Dataset records:
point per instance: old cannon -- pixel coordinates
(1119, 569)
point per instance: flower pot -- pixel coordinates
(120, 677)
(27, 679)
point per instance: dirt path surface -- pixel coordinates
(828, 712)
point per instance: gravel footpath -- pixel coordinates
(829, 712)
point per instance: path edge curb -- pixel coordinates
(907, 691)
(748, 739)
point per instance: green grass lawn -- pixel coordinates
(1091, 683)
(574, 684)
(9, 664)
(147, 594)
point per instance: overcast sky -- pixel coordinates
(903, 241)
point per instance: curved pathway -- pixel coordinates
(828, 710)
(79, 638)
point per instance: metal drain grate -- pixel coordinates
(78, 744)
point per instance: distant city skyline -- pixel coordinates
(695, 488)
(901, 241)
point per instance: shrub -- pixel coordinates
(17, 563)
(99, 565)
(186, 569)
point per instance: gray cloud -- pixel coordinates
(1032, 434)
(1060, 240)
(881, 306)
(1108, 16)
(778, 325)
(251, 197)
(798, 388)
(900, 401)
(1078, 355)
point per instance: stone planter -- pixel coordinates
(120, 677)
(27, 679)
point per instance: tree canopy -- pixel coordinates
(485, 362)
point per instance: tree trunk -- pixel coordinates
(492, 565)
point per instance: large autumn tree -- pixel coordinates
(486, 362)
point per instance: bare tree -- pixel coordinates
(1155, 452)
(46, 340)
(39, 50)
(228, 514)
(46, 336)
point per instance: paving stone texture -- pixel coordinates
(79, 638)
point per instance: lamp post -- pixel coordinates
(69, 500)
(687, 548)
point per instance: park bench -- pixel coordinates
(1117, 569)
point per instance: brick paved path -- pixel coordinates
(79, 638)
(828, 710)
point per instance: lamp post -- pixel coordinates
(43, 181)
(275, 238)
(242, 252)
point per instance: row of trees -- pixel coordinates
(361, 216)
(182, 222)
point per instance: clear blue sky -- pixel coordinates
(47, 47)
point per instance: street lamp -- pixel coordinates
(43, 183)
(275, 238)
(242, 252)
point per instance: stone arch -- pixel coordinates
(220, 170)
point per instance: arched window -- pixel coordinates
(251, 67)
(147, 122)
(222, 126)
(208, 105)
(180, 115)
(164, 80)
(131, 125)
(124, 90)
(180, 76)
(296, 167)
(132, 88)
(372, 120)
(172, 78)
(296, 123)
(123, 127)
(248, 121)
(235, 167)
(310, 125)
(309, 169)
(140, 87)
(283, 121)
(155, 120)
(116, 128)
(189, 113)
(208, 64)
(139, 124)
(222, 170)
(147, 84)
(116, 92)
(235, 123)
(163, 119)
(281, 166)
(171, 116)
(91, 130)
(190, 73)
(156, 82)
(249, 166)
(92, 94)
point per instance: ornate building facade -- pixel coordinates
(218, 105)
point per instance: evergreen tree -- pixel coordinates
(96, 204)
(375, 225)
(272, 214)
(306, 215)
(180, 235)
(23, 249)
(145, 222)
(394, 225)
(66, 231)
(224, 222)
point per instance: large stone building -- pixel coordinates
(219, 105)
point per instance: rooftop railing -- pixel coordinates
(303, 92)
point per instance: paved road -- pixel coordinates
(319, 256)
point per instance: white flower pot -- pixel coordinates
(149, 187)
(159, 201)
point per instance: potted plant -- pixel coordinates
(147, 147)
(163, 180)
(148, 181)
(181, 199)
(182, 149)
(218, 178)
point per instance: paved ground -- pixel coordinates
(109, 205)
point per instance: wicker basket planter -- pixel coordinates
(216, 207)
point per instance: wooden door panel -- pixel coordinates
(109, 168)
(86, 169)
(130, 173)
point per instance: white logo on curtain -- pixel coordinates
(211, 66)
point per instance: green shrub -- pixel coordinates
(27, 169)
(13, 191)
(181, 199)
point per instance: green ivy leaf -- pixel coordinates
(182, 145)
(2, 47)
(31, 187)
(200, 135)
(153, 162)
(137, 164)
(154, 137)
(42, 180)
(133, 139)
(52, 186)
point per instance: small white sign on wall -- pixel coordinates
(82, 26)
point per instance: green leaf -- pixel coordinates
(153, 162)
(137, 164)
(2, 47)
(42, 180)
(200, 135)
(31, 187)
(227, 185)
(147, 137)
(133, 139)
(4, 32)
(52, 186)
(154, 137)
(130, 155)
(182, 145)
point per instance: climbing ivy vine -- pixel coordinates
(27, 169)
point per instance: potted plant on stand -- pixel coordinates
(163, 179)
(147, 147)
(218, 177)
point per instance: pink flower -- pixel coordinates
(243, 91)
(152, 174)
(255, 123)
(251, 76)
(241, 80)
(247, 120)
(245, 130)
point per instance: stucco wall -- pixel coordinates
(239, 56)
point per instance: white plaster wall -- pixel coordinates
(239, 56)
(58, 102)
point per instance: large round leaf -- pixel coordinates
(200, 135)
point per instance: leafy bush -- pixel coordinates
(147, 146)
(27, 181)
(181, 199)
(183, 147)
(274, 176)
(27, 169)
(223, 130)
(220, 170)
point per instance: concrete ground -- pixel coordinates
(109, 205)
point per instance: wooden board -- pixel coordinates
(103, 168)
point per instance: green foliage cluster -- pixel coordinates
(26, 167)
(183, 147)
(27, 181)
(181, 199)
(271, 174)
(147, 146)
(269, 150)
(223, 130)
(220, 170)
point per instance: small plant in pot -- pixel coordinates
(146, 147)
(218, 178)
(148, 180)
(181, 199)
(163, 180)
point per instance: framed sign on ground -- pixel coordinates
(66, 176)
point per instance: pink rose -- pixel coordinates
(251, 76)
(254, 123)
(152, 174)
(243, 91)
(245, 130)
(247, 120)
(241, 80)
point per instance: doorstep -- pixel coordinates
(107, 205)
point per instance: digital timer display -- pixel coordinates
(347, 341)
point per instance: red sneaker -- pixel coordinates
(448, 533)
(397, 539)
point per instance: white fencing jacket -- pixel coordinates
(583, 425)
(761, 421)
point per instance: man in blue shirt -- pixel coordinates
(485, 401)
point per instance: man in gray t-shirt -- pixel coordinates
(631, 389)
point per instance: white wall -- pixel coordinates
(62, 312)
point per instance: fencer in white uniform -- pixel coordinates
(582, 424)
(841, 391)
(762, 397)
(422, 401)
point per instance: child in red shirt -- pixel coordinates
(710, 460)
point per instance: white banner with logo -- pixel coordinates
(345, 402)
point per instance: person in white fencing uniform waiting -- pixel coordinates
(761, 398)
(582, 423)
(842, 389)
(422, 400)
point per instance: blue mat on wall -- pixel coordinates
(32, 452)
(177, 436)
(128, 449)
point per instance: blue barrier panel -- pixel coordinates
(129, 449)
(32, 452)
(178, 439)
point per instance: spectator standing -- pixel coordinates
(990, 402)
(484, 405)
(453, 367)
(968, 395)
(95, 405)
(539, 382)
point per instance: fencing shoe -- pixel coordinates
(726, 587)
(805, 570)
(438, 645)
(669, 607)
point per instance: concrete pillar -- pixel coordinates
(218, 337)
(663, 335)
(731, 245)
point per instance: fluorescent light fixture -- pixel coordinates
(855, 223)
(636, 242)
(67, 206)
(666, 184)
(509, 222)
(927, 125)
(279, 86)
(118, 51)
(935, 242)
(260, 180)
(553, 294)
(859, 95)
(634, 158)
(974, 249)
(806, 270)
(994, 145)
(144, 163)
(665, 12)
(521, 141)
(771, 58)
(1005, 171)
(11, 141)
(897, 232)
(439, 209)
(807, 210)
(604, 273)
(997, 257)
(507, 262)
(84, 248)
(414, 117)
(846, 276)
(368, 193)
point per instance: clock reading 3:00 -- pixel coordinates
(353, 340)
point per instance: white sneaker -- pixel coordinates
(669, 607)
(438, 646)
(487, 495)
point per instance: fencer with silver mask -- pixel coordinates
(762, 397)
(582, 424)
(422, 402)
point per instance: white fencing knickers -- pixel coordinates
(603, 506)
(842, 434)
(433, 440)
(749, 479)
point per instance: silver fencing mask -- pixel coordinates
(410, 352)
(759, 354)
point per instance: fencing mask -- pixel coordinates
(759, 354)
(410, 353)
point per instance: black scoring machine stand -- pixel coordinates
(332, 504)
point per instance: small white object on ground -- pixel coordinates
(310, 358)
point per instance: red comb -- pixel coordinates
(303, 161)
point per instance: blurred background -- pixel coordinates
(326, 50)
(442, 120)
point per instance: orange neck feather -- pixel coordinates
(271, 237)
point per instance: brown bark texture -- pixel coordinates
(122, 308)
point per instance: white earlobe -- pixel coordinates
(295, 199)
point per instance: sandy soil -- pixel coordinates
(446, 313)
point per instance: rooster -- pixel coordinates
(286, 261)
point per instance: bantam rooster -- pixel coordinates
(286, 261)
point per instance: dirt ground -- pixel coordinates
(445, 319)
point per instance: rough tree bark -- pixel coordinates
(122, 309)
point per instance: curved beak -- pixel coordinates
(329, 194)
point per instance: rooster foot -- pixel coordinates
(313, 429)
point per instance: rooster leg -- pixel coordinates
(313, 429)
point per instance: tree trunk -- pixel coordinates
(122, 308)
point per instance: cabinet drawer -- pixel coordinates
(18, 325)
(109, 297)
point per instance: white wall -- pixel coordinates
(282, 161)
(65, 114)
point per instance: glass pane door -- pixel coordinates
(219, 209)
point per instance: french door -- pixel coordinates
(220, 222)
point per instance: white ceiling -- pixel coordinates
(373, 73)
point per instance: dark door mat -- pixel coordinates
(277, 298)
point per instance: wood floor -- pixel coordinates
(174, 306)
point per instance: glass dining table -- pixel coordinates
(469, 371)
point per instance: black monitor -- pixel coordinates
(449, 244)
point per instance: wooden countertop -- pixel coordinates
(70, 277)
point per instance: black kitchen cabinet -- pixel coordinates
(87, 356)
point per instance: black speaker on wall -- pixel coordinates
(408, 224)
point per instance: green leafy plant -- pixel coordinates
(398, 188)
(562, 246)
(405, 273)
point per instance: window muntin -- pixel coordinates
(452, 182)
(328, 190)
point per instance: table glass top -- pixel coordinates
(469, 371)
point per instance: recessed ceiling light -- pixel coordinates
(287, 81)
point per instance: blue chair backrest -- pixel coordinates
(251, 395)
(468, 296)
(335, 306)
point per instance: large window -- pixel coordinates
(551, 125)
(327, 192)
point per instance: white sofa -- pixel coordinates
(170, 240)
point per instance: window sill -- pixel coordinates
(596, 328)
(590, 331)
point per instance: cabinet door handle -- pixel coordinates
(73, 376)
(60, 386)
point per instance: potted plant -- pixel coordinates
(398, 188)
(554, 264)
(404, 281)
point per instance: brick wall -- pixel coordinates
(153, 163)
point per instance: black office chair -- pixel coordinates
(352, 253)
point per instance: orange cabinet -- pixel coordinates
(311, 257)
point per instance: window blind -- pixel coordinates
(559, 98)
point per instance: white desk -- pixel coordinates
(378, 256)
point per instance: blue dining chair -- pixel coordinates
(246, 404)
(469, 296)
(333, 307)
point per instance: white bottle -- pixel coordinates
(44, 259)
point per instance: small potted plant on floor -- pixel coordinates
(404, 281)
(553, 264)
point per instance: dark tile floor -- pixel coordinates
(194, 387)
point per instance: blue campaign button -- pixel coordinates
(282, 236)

▸ **Task details**:
For this exercise, reproduce exactly each line from the one containing "point per instance: window blind" through the last line of the data, and no others.

▸ **Expected answer**:
point per instance: window blind -- pixel coordinates
(559, 98)
point per instance: white desk -- pixel coordinates
(378, 256)
point per instance: blue dining chair -- pixel coordinates
(246, 404)
(469, 296)
(333, 307)
point per instance: white bottle -- pixel coordinates
(44, 259)
point per instance: small potted plant on floor -- pixel coordinates
(404, 281)
(553, 264)
point per instance: dark tile floor -- pixel coordinates
(194, 387)
point per instance: blue campaign button -- pixel coordinates
(282, 236)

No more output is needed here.